# TEXT PROVIDED
A charity is also an example of a social enterprise.

Charities are organisations that are set up for the benefit of the community.

They do not have to pay the same tax as other organisations as they qualify for tax advantages.

If they do make a profit, they must use it for the purposes of the charity.

To qualify as a charity, an organisation has to demonstrate that its purposes are for the public benefit.

There are many different sorts of public benefit for example, conservation or the looking after of abandoned pets.

Since charities must be established for the benefit of the public or a large part of it, a charity cannot be set up to support only a few people however, such as one ill pet.

A charity can be incorporated (set up with companies house in the same way as an LTD) or unincorporated.

Not all charities are registered but if the charity has an income of £10,000 or more it must register with the charities commission.

Charities with income exceeding £10,000 per year are also required to send annual accounts to the charities commission.

New charities find it difficult to fundraise

Trustees have the responsibility for running a charity, for example for its finances and the employment of staff or volunteers.

There are about 190,000 registered charities in the UK and many unregistered ones,so it is very hard for new charities to gain donations..

Trustees usually have to be over 18 unless the charity is incorporated.

Anyone that has been convicted of a criminal offence involving dishonesty or deception cannot become a trustee.

A charity must obtain a local authority licence before they are allowed to fundraise in public. They can however fundraise on private property with the permission of the owner.

# THINGS TO DO
A – In the text on charities, what income obliges a charity to register with the charities commission?
B – Reproduce the part of the text on charities that opens with the words "They do not" and ends after the words "one ill pet.".

# RECORDED INFORMATION
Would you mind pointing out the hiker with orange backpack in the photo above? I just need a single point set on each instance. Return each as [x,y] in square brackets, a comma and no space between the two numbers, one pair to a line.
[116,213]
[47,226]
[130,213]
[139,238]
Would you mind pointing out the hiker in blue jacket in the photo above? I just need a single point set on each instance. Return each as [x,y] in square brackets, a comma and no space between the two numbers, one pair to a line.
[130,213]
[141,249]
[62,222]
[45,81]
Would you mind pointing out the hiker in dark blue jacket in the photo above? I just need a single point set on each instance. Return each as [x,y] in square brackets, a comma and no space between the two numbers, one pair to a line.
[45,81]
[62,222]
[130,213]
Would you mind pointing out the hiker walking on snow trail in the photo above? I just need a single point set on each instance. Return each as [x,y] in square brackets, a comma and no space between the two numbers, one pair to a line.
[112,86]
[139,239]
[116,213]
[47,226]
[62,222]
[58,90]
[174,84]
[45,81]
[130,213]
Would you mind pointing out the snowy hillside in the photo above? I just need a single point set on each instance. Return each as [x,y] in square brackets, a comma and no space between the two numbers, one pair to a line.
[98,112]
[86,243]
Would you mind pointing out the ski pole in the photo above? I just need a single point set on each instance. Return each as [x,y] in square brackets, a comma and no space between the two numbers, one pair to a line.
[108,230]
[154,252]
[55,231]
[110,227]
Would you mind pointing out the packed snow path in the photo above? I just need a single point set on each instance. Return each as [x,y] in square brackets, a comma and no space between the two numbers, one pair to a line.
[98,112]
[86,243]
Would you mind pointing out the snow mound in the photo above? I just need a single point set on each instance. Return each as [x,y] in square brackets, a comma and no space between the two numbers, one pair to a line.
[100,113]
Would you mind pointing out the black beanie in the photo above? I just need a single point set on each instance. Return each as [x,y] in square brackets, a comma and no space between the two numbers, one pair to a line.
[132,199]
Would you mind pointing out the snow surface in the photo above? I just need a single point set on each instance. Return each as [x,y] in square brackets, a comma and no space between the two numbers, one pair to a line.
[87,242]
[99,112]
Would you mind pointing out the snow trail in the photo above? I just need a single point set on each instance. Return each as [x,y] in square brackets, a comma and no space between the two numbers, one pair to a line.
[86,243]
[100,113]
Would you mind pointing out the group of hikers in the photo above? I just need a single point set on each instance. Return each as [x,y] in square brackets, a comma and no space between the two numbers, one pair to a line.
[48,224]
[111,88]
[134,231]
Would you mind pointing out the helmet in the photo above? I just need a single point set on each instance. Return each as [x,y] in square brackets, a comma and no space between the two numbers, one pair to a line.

# WRITTEN RESPONSES
A – An income of £10,000 or more.

B –
They do not have to pay the same tax as other organisations as they qualify for tax advantages.

If they do make a profit, they must use it for the purposes of the charity.

To qualify as a charity, an organisation has to demonstrate that its purposes are for the public benefit.

There are many different sorts of public benefit for example, conservation or the looking after of abandoned pets.

Since charities must be established for the benefit of the public or a large part of it, a charity cannot be set up to support only a few people however, such as one ill pet.